**What is needed:** Print the listing below in its entirety, character for character.
━━━━━ Material provided ━━━━━
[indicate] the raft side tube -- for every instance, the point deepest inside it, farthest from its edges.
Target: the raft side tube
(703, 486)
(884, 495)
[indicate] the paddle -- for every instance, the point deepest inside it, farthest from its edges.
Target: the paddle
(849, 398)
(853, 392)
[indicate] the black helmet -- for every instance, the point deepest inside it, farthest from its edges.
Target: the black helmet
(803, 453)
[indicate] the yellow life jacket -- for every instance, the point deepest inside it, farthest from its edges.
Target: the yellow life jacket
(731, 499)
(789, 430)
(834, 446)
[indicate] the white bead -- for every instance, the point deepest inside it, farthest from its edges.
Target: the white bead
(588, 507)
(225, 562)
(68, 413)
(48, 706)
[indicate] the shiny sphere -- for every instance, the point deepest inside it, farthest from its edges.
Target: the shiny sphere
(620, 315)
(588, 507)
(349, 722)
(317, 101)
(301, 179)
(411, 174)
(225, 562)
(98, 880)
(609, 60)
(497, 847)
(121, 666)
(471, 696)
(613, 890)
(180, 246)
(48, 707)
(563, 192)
━━━━━
**Solution:**
[indicate] the raft side tube -- for every instance, the point deepest inside it, farthest from its edges.
Target: the raft side tube
(703, 486)
(884, 495)
[indicate] the paddle -- for every instance, the point deepest inside it, farthest from its edges.
Target: the paddle
(849, 398)
(853, 392)
[indicate] the black helmet -- for every instance, the point deepest inside it, farthest from its edges.
Target: the black helmet
(803, 453)
[indicate] the yellow life jacket -- for every instance, the point deepest inside it, farthest from its edges.
Target: the yellow life jacket
(731, 499)
(789, 430)
(834, 446)
[indicate] the white bead -- for every instance, the point deepest inside it, farthest from its edges.
Target: the white bead
(588, 507)
(225, 562)
(68, 413)
(48, 706)
[indicate] the shiny sphere -- for every instance, the point deepest inside it, farthest from its edges.
Target: the shiny sphere
(620, 315)
(588, 507)
(349, 722)
(317, 101)
(301, 179)
(411, 174)
(225, 562)
(98, 880)
(609, 60)
(497, 847)
(121, 666)
(471, 696)
(613, 890)
(180, 246)
(48, 707)
(563, 192)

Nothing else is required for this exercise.